Audiostreet, April 2001, Catherine Pate

"No good careers are really sudden. It's two or three years since the world has known about Jose Cura, but there were another 20 (years) before that. I wasn't invented by the media or my record company. I'm the result of hard work and that makes me feel comfortable."

October 1999, Opera, John Allison

"A career is like an iceberg, most of it under water."

Opera Magazine, October 1999, John Allison

"When I am criticised as a result of my professional performance, that is OK. But when the review is about the way I dress, the way I walk, the way I move my hands, that is completely wrong."

Electronic Telegraph April 2001, Paul Gent

"I hate the word tenor. I don't hate ‘being’ a tenor, but what I don't like is that 'tenor' puts an ‘original sin’ on you, from which you cannot be forgiven..."

Classic CD, December 1999, Jeremy Pound

"Some mornings I wake up and wonder if I am doing the right thing for the artist and myself, as opposed to the career."
■ ■ ■ ■
Exercise brief =>
Continue the collection of press quotes from Jose Cura, starting after its last entry. The listing that comes next was taken from a separate source.

(Picture shape labeling items)
■ ■ ■ ■
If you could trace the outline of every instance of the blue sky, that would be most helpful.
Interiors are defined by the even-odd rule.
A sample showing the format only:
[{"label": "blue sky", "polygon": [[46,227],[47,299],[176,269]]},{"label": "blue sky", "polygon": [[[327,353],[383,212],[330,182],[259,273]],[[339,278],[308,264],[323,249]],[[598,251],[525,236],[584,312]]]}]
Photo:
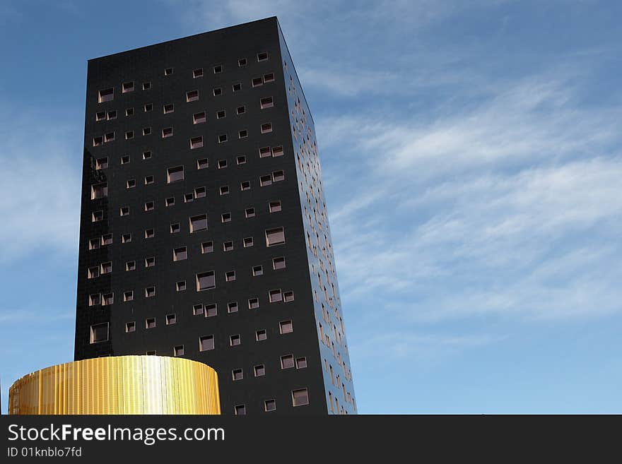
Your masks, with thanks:
[{"label": "blue sky", "polygon": [[366,413],[622,412],[622,4],[0,4],[0,376],[70,361],[86,60],[278,16]]}]

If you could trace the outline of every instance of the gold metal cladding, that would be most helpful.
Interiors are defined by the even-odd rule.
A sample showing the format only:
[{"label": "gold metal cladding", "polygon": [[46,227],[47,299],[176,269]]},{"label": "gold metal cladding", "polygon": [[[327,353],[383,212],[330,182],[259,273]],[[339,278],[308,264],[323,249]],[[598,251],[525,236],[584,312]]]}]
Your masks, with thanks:
[{"label": "gold metal cladding", "polygon": [[209,366],[180,357],[115,356],[67,362],[17,380],[9,414],[220,414]]}]

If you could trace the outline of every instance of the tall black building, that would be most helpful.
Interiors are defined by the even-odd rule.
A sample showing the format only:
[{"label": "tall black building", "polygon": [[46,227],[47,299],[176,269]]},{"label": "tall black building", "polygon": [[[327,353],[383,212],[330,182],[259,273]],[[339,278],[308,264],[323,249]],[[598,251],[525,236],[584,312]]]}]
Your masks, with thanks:
[{"label": "tall black building", "polygon": [[313,120],[276,18],[88,61],[75,358],[218,374],[224,414],[353,413]]}]

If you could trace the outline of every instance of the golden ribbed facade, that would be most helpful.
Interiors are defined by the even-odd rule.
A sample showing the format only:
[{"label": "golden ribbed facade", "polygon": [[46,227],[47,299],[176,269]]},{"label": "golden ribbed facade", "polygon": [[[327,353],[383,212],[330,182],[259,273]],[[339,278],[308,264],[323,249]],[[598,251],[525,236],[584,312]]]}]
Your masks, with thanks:
[{"label": "golden ribbed facade", "polygon": [[115,356],[42,369],[8,391],[9,414],[220,414],[218,375],[180,357]]}]

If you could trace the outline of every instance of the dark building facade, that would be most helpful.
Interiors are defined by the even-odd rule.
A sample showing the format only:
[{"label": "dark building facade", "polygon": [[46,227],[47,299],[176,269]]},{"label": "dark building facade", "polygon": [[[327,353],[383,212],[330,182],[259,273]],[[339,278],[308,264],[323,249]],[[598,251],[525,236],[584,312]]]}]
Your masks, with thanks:
[{"label": "dark building facade", "polygon": [[352,414],[313,120],[276,18],[88,61],[75,359],[218,374],[223,414]]}]

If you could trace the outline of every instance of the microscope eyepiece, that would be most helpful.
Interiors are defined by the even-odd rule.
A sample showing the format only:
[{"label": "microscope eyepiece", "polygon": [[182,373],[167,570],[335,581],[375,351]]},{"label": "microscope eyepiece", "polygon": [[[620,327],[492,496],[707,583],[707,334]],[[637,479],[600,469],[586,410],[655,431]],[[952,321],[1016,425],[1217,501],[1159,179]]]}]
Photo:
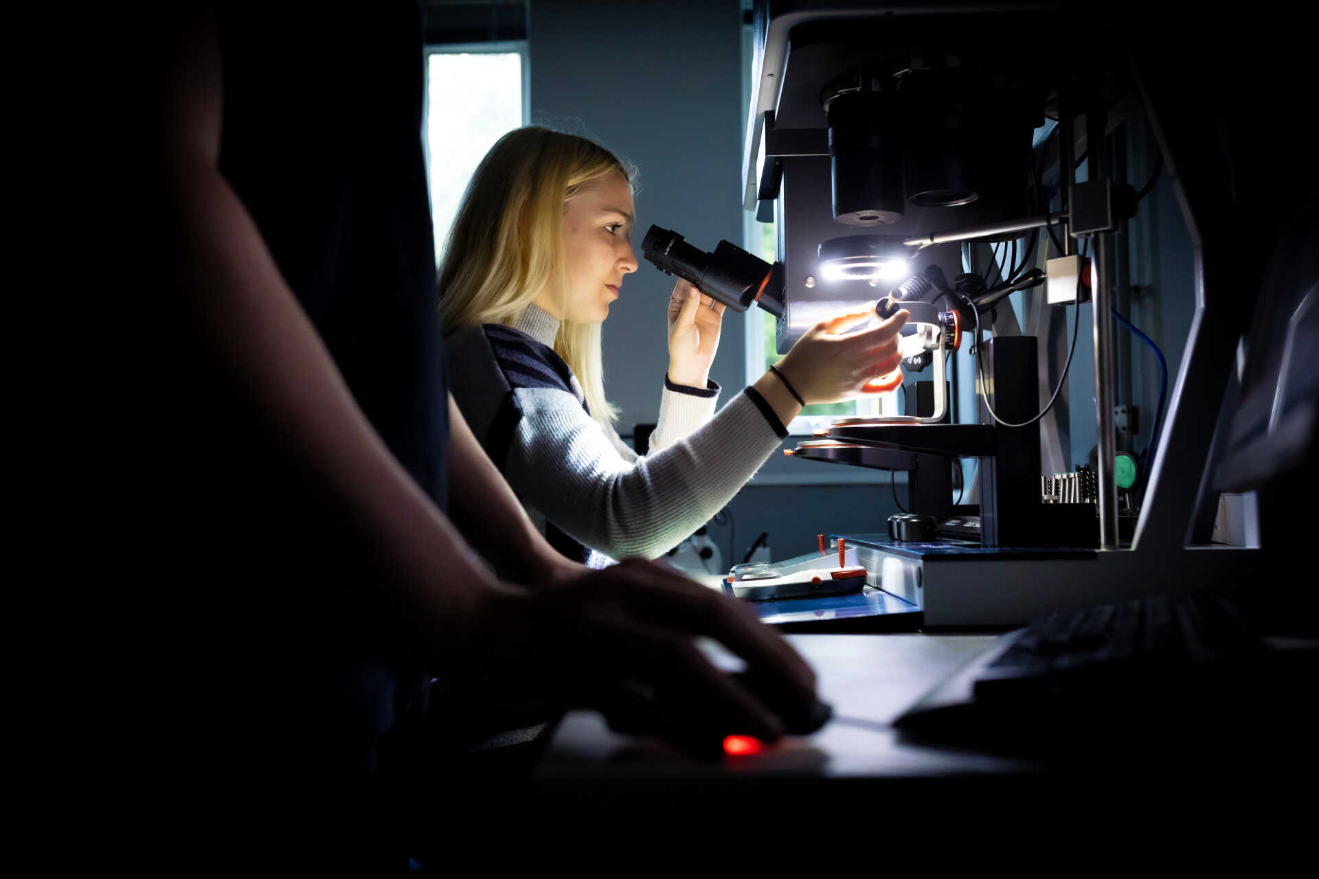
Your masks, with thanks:
[{"label": "microscope eyepiece", "polygon": [[641,240],[641,252],[665,274],[678,275],[733,311],[747,311],[754,302],[776,318],[783,314],[782,262],[770,265],[728,241],[707,253],[658,225]]}]

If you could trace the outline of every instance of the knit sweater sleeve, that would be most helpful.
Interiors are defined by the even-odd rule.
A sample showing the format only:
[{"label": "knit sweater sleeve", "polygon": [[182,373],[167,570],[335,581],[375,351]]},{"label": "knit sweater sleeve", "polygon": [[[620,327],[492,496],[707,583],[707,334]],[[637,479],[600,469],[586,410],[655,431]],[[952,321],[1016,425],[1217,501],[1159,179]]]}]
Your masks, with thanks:
[{"label": "knit sweater sleeve", "polygon": [[650,453],[661,452],[692,431],[700,428],[715,414],[719,405],[719,385],[714,381],[706,387],[675,385],[663,378],[663,394],[660,397],[660,418],[650,435]]},{"label": "knit sweater sleeve", "polygon": [[691,435],[627,460],[571,393],[517,389],[509,484],[547,519],[615,559],[658,557],[710,521],[786,436],[747,389]]}]

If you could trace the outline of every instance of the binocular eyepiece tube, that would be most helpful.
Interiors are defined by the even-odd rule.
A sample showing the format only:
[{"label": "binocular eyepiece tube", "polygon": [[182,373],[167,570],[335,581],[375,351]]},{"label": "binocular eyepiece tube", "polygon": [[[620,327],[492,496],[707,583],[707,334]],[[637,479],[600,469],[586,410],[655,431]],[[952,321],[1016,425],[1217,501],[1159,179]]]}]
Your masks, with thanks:
[{"label": "binocular eyepiece tube", "polygon": [[665,274],[675,274],[733,311],[754,302],[776,318],[783,314],[783,264],[773,265],[728,241],[706,253],[682,236],[652,225],[641,241],[642,256]]}]

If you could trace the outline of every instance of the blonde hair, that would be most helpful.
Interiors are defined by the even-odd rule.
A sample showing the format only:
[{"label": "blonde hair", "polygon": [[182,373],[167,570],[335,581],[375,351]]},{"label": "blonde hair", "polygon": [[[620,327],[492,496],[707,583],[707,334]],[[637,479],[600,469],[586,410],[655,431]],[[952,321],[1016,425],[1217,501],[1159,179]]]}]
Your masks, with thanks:
[{"label": "blonde hair", "polygon": [[[630,165],[584,137],[534,125],[501,137],[476,167],[445,241],[443,335],[512,326],[545,290],[565,297],[563,211],[584,186],[609,174],[634,186]],[[613,423],[619,412],[604,397],[600,324],[561,320],[554,352],[578,377],[591,416]]]}]

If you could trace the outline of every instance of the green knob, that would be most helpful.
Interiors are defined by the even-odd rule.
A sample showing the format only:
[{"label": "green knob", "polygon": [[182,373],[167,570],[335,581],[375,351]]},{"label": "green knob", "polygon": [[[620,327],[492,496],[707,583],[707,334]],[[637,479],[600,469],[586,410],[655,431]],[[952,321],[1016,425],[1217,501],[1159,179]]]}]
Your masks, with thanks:
[{"label": "green knob", "polygon": [[1113,459],[1113,477],[1120,489],[1129,489],[1136,485],[1136,459],[1119,452],[1117,457]]}]

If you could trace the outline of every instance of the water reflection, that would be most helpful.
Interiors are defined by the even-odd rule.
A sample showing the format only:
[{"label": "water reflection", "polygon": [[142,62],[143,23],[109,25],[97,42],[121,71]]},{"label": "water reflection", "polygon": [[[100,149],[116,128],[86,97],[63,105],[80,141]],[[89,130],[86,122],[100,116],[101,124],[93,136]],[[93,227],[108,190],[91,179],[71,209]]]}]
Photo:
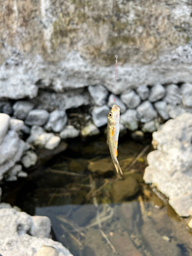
■ ■ ■ ■
Final result =>
Time Magazine, March 2, 2001, James Inverne

"One of the challenges of trying to keep opera alive is to make it thrilling: you're taking dangers, you're taking risks, you're making efforts to be different. Nothing is more frustrating for an audience than having a singer standing open-legged in the middle of the stage, trying to make sure that every note is in exactly the same place. It's boring and pathetic."

Classicalnet, 1998, Jeremy Pound

"I think that God was always surveying and controlling my life and saying: ‘You're going to be a singer even if you don't want to be a singer. It will take time to convince you, but you're going to be a singer’. Well..."

Opera News, Oct 99, Rebecca Paller

"If you have the luck in our job to be physically nice enough and you don't take care of yourself, you are stupid...What I am saying is that I might have been blessed with a certain look, but I am also a former body builder, a black belt in Kung Fu, I taught gym, and I keep on training, making sacrifices. Looking after the way I look is part of the job for me."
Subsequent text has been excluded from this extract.